> [TASK DESCRIPTION] Please reproduce every record, keeping each one exactly as written.

— start —

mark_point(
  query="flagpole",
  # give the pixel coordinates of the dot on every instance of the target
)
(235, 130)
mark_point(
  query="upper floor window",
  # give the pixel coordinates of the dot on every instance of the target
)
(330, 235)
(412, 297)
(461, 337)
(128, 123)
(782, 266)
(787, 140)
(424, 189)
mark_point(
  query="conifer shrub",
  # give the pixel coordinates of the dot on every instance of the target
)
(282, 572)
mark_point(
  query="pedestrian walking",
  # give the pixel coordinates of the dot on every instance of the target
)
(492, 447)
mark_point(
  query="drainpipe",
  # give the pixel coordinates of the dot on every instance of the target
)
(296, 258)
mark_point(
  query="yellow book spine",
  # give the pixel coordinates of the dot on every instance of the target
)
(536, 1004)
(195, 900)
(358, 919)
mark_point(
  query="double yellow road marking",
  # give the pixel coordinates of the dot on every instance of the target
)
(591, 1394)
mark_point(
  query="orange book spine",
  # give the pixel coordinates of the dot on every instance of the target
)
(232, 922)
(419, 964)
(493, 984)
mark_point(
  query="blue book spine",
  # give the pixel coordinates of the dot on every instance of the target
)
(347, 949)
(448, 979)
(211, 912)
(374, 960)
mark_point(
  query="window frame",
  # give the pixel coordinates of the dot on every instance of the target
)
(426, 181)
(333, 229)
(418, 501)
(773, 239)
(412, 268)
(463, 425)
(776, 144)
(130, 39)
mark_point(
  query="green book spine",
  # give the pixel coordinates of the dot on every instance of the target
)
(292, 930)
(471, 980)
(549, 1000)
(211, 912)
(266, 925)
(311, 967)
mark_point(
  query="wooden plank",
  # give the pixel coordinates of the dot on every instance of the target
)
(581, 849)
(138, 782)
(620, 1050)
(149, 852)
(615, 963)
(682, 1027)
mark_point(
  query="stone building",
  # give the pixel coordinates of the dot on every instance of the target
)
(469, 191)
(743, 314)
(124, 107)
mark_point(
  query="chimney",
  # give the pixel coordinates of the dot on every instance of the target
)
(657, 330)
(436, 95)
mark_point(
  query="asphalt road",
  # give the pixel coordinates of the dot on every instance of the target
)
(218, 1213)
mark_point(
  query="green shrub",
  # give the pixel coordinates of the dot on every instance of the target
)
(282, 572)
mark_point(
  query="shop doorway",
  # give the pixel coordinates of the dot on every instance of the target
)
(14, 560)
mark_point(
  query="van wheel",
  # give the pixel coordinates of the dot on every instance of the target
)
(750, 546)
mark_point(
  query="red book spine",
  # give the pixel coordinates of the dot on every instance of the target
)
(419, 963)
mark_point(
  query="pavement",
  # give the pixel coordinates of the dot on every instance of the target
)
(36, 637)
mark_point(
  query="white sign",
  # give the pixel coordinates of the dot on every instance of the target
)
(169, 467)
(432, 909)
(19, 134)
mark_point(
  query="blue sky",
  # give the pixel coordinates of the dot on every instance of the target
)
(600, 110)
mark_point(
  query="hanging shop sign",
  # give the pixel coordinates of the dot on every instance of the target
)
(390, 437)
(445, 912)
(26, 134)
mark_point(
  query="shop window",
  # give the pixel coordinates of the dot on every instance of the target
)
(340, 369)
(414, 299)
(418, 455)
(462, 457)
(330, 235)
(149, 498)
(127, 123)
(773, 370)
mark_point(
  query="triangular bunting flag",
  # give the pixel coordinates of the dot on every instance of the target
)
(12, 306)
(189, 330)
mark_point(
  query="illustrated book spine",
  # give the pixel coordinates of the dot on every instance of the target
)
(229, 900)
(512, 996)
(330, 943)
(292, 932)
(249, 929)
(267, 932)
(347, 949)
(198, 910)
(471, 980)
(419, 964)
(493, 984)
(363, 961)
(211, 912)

— end —

> [ANSWER TO THIS EXERCISE]
mark_point(
  query="flagpole",
  # give the pixel coordinates of the dot on every instance of the target
)
(235, 130)
mark_point(
  query="upper floor window",
  # give the pixel coordinates of the dot on every instance of the target
)
(330, 235)
(412, 297)
(461, 337)
(128, 123)
(782, 266)
(787, 140)
(424, 189)
mark_point(
  query="conifer shrub",
  # give the pixel coordinates of the dot on every instance of the target
)
(282, 572)
mark_point(
  query="pedestrian walking",
  # give the pixel coordinates of the dot on every instance of the target
)
(492, 447)
mark_point(
  query="drainpipe",
  # give the pixel coordinates of the dot on every instance of the target
)
(296, 258)
mark_point(
  query="yellow book spine",
  # give the pixel coordinates of the dot on every instance of the target
)
(536, 1004)
(195, 900)
(358, 919)
mark_point(
  query="double yellow road marking",
  # give the pixel coordinates of the dot on every instance of the target
)
(591, 1394)
mark_point(
  query="orange book spine",
  # give the pixel coordinates of the dot on every instance of the target
)
(232, 922)
(419, 964)
(493, 984)
mark_point(
  query="blue book spine",
  # give the pixel coordinates of the dot on every instance of the target
)
(347, 949)
(448, 979)
(211, 912)
(374, 960)
mark_point(
  query="window frame",
  # give the pixel coordinates of the dot on every instance of the target
)
(426, 181)
(333, 229)
(418, 501)
(773, 239)
(412, 268)
(463, 425)
(776, 144)
(130, 39)
mark_point(
  query="green book spine",
  # give the pixel coordinates of the dot on every instance of the target
)
(292, 930)
(471, 980)
(549, 1000)
(211, 912)
(266, 925)
(311, 967)
mark_point(
  query="wooden plank",
  # give the pixel coordinates of the dot on every instance of the target
)
(581, 849)
(138, 782)
(620, 1050)
(149, 852)
(615, 963)
(682, 1027)
mark_point(
  query="stone building",
  # give the pixel coordinates of the dot on every instance of the target
)
(469, 191)
(743, 314)
(124, 107)
mark_point(
  query="chimney",
  # give the pixel coordinates of the dot on every instance of the target
)
(657, 330)
(436, 95)
mark_point(
  query="asphalt road",
  # give the pixel coordinates of the dot on every instance of the target
)
(218, 1213)
mark_point(
  query="green shrub",
  # give the pixel coordinates of the dot on every instance of the target
)
(282, 572)
mark_point(
  query="shop doorway",
  # give the pixel coordinates of the dot on every instance of the target
)
(14, 560)
mark_point(
  query="van wheel",
  # give the pixel coordinates of the dot on every instance of the target
)
(750, 546)
mark_point(
  query="red book spine",
  # give the pixel coordinates of the dot on every instance of the target
)
(419, 963)
mark_point(
  query="pavement",
  # give the pixel coordinates of the dot on every instance of the target
)
(36, 637)
mark_point(
  query="white sign",
  # give the pixel coordinates of the dot on every instance of the target
)
(169, 467)
(432, 909)
(19, 134)
mark_point(
  query="blue sky",
  # give the pixel coordinates of the dot on every instance of the target
)
(600, 110)
mark_point(
  query="hanging shop sign",
  # give the pixel coordinates of the dot on every instance of the target
)
(390, 437)
(445, 912)
(26, 134)
mark_point(
  query="shop window",
  # give the pixel coordinates of the dot on every instance of the target
)
(340, 369)
(414, 299)
(418, 455)
(462, 457)
(330, 235)
(149, 498)
(127, 123)
(773, 370)
mark_point(
  query="triangular bunting flag",
  # give the pixel coordinates of the dot on every instance of the target
)
(12, 306)
(189, 330)
mark_point(
  query="illustrated book spine",
  # give the pixel coordinates of the dot on every instance of the target
)
(229, 900)
(512, 996)
(330, 943)
(292, 932)
(249, 929)
(267, 932)
(347, 949)
(198, 910)
(471, 980)
(419, 964)
(493, 984)
(363, 961)
(211, 912)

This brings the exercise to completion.